■ **The records**:
══════════════════════════════

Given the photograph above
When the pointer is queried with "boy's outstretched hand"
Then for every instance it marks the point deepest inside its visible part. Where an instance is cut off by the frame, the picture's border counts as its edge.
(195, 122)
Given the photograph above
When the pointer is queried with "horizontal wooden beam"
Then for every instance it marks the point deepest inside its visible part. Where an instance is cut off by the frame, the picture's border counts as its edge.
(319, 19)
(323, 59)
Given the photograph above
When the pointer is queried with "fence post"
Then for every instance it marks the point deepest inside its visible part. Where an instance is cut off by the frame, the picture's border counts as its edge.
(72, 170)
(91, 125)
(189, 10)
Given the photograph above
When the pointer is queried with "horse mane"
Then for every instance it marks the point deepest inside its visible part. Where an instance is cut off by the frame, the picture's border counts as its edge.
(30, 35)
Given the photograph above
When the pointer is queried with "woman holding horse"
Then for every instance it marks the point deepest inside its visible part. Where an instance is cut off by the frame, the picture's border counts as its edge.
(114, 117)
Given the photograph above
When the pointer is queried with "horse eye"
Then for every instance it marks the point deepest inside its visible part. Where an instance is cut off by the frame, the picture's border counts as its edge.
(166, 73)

══════════════════════════════

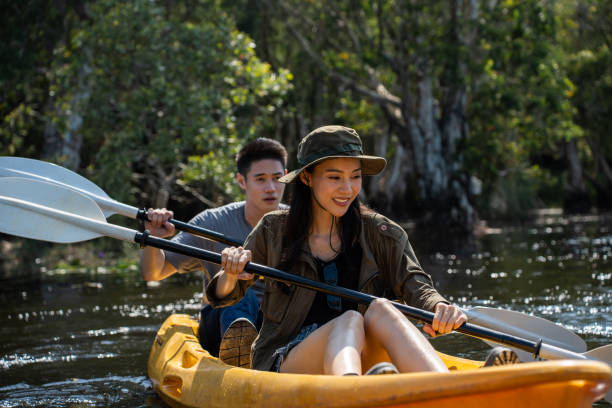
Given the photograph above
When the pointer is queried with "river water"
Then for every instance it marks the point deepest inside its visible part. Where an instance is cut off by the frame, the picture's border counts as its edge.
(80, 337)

══════════════════════════════

■ **What you are asked to do**: Each line of the data that holds the word "horse" should be copied.

■ **Solution for this exercise**:
When the pointer is queried with "horse mane"
When the pointer is queried with "woman holding horse"
When the pointer is queried with "horse eye"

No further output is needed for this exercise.